Supplied text
━━━━━━━━━━
September 14, 2009


Mmm . . . pie.

Invoking Homer Simpson is probably the wrong thing to do here, but come on! Isn’t it the first thing that comes to mind when you see this?

get one thing straight, though. Seth, a college professor and the creator of this raspberry masterpiece, is the anti-Homer Simpson. He is organized, calm, diplomatic, and reasonable. We're digressing beyond the realm of food and cooking here, but just look at how the guy lays out his utensils before he gets to work.

That sense of
orderliness and composure may come naturally to Seth, but it was enhanced by one of his formative food experiences: eating almost daily at the Yankee Doodle Coffee Shop in New Haven, Connecticut, when he was a student. The man who worked the grill was named Lew. “Lew was an artist of short order cooking,” Seth says. From him, Seth learned “to see the beauty in economy of motion,” he says. “Lew was extremely efficient and unflappable. He produced a lot of lunches under pressure.”
━━━━━━━━━━
Requirements
- A) Retype the raspberry pie post between "Mmm . . . pie." and "gets to work.", inclusive.
- B) Condense the paragraph of the raspberry pie post that begins "That sense of orderliness" into a shorter version that keeps its main facts.
━━━━━━━━━━
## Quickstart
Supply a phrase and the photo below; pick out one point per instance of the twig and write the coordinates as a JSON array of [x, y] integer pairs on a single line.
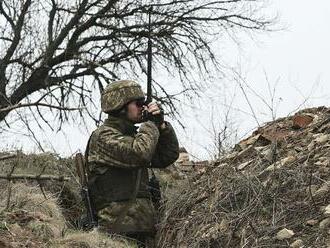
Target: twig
[[8, 157], [34, 177]]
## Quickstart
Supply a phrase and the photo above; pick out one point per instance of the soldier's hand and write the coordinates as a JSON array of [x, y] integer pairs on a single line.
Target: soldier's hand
[[156, 113]]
━━━━━━━━━━
Exercise results
- A)
Mmm . . . pie.

Invoking Homer Simpson is probably the wrong thing to do here, but come on! Isn’t it the first thing that comes to mind when you see this?

get one thing straight, though. Seth, a college professor and the creator of this raspberry masterpiece, is the anti-Homer Simpson. He is organized, calm, diplomatic, and reasonable. We're digressing beyond the realm of food and cooking here, but just look at how the guy lays out his utensils before he gets to work.

- B) Seth's orderliness and composure may come naturally. They were strengthened when he ate almost daily at the Yankee Doodle Coffee Shop in New Haven, Connecticut, as a student. Lew, the grill cook there, was "an artist of short order cooking." He was extremely efficient and unflappable and produced many lunches under pressure. From him, Seth learned to see the beauty in economy of motion.